Please copy each line of the records below that contains the word "snow". Leave all other lines out.

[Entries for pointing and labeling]
════

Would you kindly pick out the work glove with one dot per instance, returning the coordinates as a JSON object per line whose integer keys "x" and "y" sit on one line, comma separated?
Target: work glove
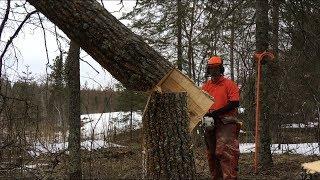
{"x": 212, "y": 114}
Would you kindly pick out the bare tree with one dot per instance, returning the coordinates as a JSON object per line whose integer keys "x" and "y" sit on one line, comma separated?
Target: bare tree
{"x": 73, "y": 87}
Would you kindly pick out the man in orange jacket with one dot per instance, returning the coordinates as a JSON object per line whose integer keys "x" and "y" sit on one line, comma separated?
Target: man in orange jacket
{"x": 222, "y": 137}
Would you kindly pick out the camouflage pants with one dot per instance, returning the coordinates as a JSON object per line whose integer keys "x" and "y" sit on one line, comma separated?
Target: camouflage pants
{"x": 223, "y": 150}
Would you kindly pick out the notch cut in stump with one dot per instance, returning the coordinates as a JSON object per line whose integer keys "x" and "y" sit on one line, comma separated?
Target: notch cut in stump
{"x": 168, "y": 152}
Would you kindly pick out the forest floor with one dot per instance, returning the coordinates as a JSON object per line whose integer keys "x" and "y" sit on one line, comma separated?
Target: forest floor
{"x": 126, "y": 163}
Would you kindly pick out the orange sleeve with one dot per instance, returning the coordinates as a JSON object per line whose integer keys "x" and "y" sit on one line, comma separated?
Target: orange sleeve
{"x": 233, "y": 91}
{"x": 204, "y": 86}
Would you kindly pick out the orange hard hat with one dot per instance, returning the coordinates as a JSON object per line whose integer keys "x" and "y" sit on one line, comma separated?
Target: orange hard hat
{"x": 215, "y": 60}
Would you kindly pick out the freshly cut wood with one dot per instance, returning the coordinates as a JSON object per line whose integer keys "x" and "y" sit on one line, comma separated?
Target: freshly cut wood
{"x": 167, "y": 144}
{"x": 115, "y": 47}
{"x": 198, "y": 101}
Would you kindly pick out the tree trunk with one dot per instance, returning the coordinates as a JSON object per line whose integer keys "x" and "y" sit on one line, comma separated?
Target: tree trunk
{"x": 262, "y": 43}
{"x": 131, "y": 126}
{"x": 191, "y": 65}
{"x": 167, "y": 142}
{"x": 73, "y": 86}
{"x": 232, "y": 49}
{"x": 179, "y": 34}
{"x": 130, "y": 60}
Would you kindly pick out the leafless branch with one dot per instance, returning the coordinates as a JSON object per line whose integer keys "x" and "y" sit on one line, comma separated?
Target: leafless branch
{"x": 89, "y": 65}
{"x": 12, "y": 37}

════

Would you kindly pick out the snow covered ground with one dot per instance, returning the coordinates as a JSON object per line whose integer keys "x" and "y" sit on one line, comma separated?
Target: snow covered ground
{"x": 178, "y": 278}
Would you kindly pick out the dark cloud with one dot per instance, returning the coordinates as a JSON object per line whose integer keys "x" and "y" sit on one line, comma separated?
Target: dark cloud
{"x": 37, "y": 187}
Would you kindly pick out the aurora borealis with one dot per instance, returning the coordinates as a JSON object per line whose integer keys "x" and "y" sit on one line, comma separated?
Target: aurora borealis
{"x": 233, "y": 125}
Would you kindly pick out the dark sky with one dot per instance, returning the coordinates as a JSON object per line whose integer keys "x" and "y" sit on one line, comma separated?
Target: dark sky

════

**Expected answer**
Would you kindly pick out the snow covered ground with one dot per instance, returning the coordinates as a JSON object per line whose integer keys "x" and "y" sit on one line, comma separated?
Target: snow covered ground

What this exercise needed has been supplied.